Required task:
Locate the line that contains "Seedling-scouting request: tag the dark" in the entries below. Retype it and all following lines through the final one, character for character.

>> start

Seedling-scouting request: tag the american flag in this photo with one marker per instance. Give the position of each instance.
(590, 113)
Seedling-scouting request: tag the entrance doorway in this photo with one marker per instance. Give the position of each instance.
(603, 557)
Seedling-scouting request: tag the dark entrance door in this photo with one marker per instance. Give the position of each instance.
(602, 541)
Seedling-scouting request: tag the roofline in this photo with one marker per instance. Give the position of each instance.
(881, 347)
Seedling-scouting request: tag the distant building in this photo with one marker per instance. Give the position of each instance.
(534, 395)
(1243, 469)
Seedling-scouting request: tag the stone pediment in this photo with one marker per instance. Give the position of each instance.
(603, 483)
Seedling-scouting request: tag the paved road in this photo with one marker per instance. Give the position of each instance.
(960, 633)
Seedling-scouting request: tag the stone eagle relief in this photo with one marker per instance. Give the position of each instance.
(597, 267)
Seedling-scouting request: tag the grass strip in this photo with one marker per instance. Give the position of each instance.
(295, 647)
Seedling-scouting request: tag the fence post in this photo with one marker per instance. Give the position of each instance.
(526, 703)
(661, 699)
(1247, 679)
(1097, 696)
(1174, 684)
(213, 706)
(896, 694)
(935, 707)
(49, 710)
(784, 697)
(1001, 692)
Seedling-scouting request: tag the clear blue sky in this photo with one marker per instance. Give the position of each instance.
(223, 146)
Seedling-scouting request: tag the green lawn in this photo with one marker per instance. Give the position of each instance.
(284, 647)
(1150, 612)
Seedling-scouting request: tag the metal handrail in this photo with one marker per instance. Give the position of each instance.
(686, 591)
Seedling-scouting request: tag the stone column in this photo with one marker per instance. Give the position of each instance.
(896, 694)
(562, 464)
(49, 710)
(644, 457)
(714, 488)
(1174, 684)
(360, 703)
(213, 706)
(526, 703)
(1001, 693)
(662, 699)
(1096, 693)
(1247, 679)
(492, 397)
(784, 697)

>> end

Output for this task:
Seedling-scouting request: tag the dark entrance door in this photo with one marker per instance. Give the position of each instance.
(602, 541)
Seedling-scouting request: tag the roofline in this photo with one marker per instance. Give the position of each instance.
(881, 347)
Seedling-scouting request: tag the distant building in this photo with one marker per instance. Give the position of each instance.
(534, 395)
(1243, 469)
Seedling-scouting request: tag the stone pediment in this photo with one marker per instance. Give the position of each instance.
(603, 483)
Seedling-scouting request: tag the paved road in this photo with one marker per instance. Give the position of each instance.
(960, 633)
Seedling-scouting request: tag the stone eagle relief in this photo with one marker per instance. Give the position of each instance.
(597, 267)
Seedling-scouting request: tag the grass strip in this photo with one marker per instance. Give the position of each instance.
(295, 647)
Seedling-scouting request: tag the fence post in this photo with one marker per instance. Give the position of each instance.
(526, 703)
(661, 699)
(1247, 679)
(1097, 696)
(1174, 684)
(213, 706)
(896, 694)
(935, 707)
(49, 710)
(784, 697)
(1001, 692)
Seedling-scouting request: tag the clear blue sky in this photo with one marker per instance. Give the position of each instance.
(223, 146)
Seedling-scouting request: tag the green lawn in this photo with one marker per instance. Give the position of each instance.
(284, 647)
(1150, 612)
Seedling-scouting request: tag the metal handrail in this photo with one marker per instance. Give the position of each instance.
(686, 591)
Seedling-scouting request: tag the stone column in this photo with one marker per instance. Give the position of each instance.
(896, 694)
(562, 464)
(49, 710)
(644, 457)
(714, 488)
(1174, 684)
(360, 703)
(213, 706)
(526, 703)
(1001, 693)
(662, 699)
(1096, 693)
(1247, 679)
(492, 397)
(784, 697)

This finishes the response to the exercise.